**The task:** Tally the lines in the material below that contain the string "package". Give only the number.

***** Dataset records *****

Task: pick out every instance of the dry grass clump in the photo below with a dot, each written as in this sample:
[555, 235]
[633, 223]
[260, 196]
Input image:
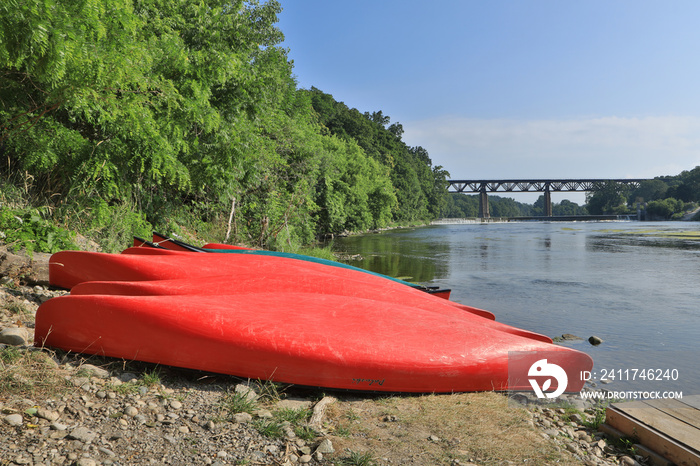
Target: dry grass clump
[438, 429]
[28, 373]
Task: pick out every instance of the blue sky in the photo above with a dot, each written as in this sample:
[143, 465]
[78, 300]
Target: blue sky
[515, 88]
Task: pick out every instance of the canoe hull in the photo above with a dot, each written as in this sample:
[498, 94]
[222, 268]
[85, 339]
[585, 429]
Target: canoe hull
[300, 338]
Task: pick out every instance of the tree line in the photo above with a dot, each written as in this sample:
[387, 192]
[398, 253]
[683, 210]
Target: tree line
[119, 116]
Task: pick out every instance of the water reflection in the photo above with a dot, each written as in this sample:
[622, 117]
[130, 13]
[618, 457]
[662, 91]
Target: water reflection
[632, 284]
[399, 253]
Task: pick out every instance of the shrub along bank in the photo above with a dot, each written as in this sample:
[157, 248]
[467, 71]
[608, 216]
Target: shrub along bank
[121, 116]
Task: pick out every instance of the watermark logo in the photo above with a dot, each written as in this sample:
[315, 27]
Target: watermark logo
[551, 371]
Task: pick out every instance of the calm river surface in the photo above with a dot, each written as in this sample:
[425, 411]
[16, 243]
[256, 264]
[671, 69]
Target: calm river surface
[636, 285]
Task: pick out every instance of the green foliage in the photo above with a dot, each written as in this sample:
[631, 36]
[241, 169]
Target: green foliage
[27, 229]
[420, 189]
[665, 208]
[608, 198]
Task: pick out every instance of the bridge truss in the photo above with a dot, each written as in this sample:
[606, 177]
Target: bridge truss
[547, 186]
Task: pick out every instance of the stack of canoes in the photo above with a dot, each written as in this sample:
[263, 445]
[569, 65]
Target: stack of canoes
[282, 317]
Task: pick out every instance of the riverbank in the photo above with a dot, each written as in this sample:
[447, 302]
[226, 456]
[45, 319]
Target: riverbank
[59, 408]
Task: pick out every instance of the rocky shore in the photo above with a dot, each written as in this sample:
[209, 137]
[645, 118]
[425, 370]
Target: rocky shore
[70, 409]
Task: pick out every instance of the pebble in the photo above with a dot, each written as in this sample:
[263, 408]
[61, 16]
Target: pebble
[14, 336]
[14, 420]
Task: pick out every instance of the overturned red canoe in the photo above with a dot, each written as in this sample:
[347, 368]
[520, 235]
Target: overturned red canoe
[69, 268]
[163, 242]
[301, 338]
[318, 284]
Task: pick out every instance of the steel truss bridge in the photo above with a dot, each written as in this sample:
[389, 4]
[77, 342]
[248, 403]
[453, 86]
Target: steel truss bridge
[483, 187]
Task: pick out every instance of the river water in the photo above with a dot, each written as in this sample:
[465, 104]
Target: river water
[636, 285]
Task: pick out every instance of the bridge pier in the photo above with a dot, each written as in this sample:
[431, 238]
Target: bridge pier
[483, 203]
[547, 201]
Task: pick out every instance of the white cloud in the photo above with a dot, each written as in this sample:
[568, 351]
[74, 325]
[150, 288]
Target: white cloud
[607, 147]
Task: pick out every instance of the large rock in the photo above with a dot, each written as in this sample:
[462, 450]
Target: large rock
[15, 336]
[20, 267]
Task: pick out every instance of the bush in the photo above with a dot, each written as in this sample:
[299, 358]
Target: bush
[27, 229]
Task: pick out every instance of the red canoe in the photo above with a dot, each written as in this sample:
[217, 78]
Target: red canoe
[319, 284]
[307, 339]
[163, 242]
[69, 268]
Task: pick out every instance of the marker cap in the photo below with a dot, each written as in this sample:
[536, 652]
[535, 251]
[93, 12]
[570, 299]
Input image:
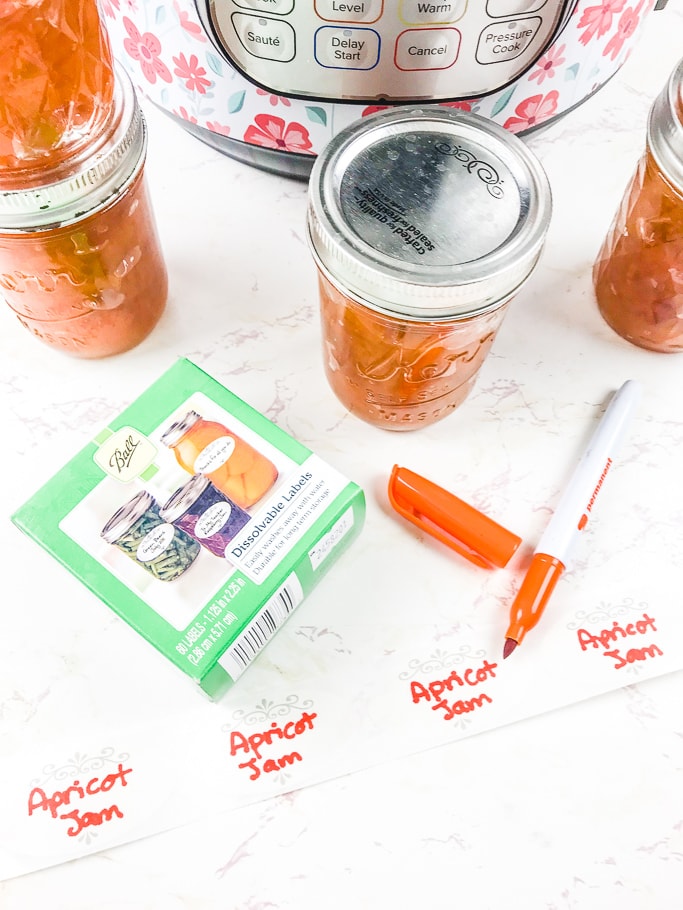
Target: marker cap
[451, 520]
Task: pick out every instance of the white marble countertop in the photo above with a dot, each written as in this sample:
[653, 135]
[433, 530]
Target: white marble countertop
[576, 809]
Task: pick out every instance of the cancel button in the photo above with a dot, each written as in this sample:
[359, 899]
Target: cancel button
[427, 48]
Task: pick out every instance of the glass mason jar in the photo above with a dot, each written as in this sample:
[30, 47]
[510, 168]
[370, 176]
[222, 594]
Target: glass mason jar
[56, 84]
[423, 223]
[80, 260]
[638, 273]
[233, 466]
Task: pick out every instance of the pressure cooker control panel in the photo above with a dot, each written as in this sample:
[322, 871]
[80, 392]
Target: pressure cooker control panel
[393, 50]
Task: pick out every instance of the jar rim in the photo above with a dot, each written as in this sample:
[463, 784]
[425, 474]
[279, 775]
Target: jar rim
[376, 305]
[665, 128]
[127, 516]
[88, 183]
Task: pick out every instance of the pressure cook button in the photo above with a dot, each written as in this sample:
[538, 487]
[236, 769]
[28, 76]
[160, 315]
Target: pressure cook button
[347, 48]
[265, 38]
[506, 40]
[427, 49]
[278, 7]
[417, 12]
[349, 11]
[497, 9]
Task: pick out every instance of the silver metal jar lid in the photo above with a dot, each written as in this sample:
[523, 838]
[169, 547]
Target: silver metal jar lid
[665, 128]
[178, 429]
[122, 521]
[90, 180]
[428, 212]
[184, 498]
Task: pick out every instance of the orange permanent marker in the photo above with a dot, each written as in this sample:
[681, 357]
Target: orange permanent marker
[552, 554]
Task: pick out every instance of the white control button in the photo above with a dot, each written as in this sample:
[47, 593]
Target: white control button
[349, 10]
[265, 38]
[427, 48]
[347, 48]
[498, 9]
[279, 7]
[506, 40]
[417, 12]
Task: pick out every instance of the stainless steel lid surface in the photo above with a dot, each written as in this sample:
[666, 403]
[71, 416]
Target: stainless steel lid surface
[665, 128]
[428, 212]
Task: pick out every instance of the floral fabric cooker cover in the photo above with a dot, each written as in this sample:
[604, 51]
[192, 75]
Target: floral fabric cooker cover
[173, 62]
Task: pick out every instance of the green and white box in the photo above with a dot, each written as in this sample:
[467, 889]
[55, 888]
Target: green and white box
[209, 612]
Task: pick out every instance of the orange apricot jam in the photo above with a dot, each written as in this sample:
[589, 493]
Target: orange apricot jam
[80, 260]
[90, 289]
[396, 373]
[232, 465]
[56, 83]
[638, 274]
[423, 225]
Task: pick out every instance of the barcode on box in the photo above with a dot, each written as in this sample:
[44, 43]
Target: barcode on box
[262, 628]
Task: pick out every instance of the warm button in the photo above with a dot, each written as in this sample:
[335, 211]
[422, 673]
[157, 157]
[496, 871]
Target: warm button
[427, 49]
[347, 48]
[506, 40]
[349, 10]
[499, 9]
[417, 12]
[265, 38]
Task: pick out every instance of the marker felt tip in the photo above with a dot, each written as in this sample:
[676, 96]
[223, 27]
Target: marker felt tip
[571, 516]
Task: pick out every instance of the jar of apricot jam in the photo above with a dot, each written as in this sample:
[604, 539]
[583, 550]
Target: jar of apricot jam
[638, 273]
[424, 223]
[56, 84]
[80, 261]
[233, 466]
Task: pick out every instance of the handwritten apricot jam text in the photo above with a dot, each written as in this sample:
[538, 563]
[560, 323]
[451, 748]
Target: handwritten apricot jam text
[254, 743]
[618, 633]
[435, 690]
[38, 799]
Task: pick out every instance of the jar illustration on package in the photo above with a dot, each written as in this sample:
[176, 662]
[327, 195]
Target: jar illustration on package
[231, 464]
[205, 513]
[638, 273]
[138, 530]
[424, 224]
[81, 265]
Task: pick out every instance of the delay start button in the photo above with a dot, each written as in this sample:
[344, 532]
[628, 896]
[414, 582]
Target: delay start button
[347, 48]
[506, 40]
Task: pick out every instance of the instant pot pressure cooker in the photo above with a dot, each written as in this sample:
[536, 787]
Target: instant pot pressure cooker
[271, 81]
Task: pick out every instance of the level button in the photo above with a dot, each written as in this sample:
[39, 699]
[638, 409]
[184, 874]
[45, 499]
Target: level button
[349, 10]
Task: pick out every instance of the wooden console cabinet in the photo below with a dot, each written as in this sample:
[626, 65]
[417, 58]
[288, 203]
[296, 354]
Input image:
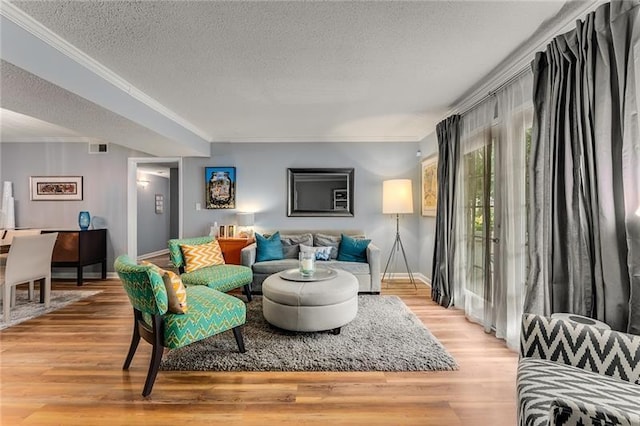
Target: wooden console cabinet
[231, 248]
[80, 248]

*****
***** Dataset records *****

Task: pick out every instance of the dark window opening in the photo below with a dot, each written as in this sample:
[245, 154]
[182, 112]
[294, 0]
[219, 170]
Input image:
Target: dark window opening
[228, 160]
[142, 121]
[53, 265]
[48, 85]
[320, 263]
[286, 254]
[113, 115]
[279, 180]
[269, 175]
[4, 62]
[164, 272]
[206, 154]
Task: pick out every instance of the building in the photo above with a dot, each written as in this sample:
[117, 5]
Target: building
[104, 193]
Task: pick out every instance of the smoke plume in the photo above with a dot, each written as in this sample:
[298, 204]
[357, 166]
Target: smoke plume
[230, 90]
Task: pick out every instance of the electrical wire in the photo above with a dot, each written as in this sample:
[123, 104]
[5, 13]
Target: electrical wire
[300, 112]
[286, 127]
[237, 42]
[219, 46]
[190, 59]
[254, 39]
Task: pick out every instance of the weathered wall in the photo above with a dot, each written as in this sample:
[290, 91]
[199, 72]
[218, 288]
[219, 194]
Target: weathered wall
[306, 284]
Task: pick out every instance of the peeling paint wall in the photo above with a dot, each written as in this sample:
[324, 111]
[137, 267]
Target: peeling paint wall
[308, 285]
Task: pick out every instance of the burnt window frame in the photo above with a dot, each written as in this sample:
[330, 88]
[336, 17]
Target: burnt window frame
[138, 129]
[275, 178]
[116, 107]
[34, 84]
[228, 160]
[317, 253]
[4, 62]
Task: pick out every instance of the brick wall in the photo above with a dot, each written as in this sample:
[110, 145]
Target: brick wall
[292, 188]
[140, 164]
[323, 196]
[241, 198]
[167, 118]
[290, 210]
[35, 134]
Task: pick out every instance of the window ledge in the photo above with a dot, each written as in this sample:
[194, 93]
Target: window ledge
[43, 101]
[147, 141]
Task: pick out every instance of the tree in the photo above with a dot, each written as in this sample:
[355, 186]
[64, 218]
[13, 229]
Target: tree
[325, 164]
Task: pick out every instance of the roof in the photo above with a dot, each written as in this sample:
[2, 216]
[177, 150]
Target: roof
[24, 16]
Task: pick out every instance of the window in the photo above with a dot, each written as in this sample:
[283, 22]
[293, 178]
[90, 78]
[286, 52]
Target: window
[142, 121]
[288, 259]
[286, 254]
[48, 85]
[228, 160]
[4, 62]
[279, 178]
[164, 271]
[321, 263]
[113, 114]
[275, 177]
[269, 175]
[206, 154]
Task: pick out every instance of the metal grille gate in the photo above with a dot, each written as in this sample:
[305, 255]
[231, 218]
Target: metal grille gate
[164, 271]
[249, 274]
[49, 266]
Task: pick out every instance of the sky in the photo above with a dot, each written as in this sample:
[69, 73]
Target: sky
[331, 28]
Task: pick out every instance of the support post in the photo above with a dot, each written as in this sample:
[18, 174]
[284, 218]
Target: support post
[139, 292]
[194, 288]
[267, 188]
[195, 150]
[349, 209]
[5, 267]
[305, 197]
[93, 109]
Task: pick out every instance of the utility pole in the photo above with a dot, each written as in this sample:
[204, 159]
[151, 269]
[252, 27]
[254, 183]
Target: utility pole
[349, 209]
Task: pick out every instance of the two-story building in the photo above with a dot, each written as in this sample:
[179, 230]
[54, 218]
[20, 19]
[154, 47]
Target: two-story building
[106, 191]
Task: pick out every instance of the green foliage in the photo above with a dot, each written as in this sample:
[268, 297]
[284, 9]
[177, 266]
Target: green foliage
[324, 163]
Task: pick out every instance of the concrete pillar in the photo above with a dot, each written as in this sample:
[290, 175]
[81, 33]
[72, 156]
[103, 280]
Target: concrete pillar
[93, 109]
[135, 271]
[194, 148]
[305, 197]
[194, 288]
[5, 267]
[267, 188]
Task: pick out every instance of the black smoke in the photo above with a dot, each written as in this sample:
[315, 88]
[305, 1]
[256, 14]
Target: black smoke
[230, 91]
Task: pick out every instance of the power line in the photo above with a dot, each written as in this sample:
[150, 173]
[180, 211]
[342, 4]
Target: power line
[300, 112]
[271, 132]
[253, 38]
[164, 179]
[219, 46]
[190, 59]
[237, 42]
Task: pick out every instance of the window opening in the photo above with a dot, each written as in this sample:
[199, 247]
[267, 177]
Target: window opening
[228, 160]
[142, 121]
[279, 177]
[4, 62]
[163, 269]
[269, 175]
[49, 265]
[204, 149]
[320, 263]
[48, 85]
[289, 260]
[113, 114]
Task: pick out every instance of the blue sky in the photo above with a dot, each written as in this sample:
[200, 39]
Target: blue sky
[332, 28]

*****

**Response to this exercise:** 2